* _Work required_
Transcribe every line of the records verbatim.

Collected data entries
_ _ _ _ _
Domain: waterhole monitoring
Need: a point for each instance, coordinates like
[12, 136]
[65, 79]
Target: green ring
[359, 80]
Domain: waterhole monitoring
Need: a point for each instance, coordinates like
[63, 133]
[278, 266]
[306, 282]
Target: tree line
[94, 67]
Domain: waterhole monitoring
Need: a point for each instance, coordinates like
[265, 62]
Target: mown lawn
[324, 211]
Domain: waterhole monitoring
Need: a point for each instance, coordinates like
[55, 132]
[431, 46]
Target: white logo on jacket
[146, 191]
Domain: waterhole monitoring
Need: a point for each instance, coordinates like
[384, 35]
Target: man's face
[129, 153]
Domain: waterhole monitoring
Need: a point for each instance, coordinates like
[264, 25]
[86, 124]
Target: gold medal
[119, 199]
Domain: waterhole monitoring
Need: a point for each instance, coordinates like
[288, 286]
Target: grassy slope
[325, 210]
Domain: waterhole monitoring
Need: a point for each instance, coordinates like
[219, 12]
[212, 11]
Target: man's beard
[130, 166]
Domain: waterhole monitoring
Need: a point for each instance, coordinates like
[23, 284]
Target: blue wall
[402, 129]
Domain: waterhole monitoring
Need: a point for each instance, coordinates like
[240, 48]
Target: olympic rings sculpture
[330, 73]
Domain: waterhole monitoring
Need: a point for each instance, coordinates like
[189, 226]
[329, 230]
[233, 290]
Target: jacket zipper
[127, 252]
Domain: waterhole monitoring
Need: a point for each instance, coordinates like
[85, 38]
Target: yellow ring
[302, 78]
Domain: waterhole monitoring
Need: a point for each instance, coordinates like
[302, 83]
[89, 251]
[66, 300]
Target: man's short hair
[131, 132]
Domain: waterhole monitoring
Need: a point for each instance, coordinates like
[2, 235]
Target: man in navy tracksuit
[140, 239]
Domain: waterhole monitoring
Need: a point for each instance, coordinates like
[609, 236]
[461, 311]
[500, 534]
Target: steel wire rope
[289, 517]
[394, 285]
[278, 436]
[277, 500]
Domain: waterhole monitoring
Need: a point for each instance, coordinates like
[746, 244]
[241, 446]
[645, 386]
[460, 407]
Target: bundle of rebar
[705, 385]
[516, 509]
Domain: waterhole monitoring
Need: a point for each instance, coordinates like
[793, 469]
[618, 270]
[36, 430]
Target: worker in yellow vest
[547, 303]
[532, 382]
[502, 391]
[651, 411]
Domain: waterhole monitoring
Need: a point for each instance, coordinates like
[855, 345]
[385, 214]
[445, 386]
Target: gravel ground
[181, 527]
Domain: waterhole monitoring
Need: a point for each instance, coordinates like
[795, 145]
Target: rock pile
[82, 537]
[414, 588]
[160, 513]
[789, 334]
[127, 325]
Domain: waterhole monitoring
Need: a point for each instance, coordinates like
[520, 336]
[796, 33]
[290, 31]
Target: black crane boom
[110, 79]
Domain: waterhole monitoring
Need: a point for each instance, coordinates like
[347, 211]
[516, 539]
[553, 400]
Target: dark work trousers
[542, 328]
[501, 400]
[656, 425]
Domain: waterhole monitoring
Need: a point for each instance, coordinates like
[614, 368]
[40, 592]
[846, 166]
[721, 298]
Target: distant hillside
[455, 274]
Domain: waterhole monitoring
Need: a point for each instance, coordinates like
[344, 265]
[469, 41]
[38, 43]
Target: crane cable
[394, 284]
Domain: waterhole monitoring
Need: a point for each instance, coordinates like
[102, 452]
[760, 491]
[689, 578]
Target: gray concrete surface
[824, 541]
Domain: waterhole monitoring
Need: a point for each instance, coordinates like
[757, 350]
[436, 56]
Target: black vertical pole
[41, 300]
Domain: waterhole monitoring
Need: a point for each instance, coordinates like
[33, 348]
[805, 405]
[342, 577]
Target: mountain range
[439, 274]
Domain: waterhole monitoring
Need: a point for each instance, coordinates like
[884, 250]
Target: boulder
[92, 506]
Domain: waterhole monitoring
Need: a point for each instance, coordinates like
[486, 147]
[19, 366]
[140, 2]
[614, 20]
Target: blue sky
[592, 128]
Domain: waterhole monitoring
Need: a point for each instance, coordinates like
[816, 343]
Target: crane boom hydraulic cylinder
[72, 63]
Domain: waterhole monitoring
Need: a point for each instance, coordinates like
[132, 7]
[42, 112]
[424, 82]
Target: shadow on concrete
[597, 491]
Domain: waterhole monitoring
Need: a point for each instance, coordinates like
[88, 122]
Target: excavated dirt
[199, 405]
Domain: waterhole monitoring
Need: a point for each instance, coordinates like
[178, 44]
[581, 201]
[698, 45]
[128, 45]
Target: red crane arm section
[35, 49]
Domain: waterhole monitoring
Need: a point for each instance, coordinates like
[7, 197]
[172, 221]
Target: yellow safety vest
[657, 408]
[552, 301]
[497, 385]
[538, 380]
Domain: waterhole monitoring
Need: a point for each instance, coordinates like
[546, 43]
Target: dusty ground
_ _ _ _ _
* _Output below_
Domain: waterhole monitoring
Need: a point for each instance, coordinates like
[12, 136]
[65, 79]
Target: green ring
[359, 80]
Domain: waterhole monitoring
Need: a point for each instance, coordinates like
[63, 133]
[278, 266]
[306, 282]
Target: tree line
[94, 67]
Domain: waterhole monitoring
Need: a point for each instance, coordinates like
[265, 62]
Target: mown lawn
[324, 211]
Domain: waterhole monitoring
Need: a point for each instance, coordinates like
[55, 132]
[431, 46]
Target: white logo on jacket
[146, 191]
Domain: waterhole monitoring
Need: a point for each instance, coordinates like
[384, 35]
Target: man's face
[129, 153]
Domain: waterhole monitoring
Need: a point for each instance, coordinates like
[264, 25]
[86, 124]
Target: gold medal
[119, 199]
Domain: waterhole monitoring
Need: a point for each instance, coordinates like
[288, 286]
Target: grassy slope
[325, 210]
Domain: waterhole monitoring
Need: a point for each instance, coordinates like
[219, 12]
[212, 11]
Target: man's beard
[130, 166]
Domain: waterhole monitoring
Need: a point for each instance, coordinates like
[23, 284]
Target: blue wall
[402, 129]
Domain: waterhole monitoring
Need: a point for each instance, coordinates like
[240, 48]
Target: olympic rings sculpture
[330, 73]
Domain: waterhole monitoring
Need: a point for each instance, coordinates like
[189, 226]
[329, 230]
[233, 290]
Target: jacket zipper
[127, 252]
Domain: waterhole monitoring
Need: a point for each instance, coordinates like
[85, 38]
Target: yellow ring
[302, 78]
Domain: waterhole monitoring
Need: a point for each instance, coordinates like
[302, 83]
[89, 251]
[66, 300]
Target: man's short hair
[131, 132]
Domain: waterhole monitoring
Need: a point for each instance, coordinates like
[2, 235]
Target: man in navy tracksuit
[140, 239]
Domain: waterhole monitoring
Need: a point for each instance, coordinates like
[609, 236]
[461, 311]
[500, 534]
Target: steel wire rope
[289, 517]
[394, 285]
[278, 436]
[277, 500]
Domain: waterhole monitoring
Need: a point for each instance, coordinates like
[746, 244]
[241, 446]
[645, 386]
[460, 407]
Target: bundle of rebar
[705, 385]
[516, 509]
Domain: waterhole monitoring
Need: a point for each instance, coordinates like
[793, 469]
[618, 270]
[36, 430]
Target: worker in yellow vest
[547, 303]
[532, 382]
[502, 391]
[651, 411]
Domain: waterhole monitoring
Need: a point for each instance, coordinates like
[855, 345]
[385, 214]
[445, 386]
Target: gravel ground
[181, 527]
Domain: waterhole monitoring
Need: a point for each instance, coordinates like
[795, 145]
Target: rock pile
[82, 537]
[414, 588]
[160, 513]
[789, 334]
[127, 325]
Domain: waterhole monitoring
Need: a point for each instance, coordinates like
[520, 336]
[796, 33]
[290, 31]
Target: black crane boom
[110, 79]
Domain: waterhole monitoring
Need: a point for each instance, coordinates like
[347, 211]
[516, 539]
[553, 400]
Target: dark work trousers
[542, 328]
[501, 400]
[656, 425]
Domain: waterhole monitoring
Need: a point for each instance, coordinates like
[614, 368]
[40, 592]
[846, 166]
[721, 298]
Target: distant hillside
[455, 274]
Domain: waterhole monitoring
Need: a point for each instance, coordinates like
[344, 265]
[469, 41]
[38, 43]
Target: crane cable
[394, 284]
Domain: waterhole monitoring
Need: a point for each instance, coordinates like
[102, 452]
[760, 491]
[689, 578]
Target: gray concrete surface
[824, 541]
Domain: waterhole monitoring
Need: a point for each instance, coordinates like
[757, 350]
[436, 56]
Target: black vertical pole
[41, 300]
Domain: waterhole monitoring
Need: a point for each instance, coordinates like
[33, 348]
[805, 405]
[342, 577]
Target: mountain range
[439, 274]
Domain: waterhole monitoring
Need: a point for each instance, coordinates like
[884, 250]
Target: boulder
[92, 506]
Domain: waterhole monitoring
Need: a point for each instance, coordinates like
[486, 147]
[19, 366]
[140, 2]
[614, 20]
Target: blue sky
[592, 128]
Domain: waterhole monitoring
Need: a point for each instance, coordinates like
[816, 343]
Target: crane boom hydraulic cylinder
[72, 63]
Domain: waterhole monitoring
Need: a point for each instance, coordinates like
[132, 7]
[42, 112]
[424, 82]
Target: shadow on concrete
[597, 491]
Domain: waterhole monitoring
Need: a point for each instance, coordinates like
[88, 122]
Target: excavated dirt
[199, 405]
Domain: waterhole monitoring
Need: a point for each instance, coordinates like
[178, 44]
[581, 201]
[698, 45]
[128, 45]
Target: red crane arm section
[35, 49]
Domain: waterhole monitoring
Need: a point for each instance, coordinates like
[7, 197]
[172, 221]
Target: yellow safety vest
[657, 408]
[552, 301]
[497, 385]
[538, 380]
Domain: waterhole monitoring
Need: a point for each instance, coordinates like
[546, 43]
Target: dusty ground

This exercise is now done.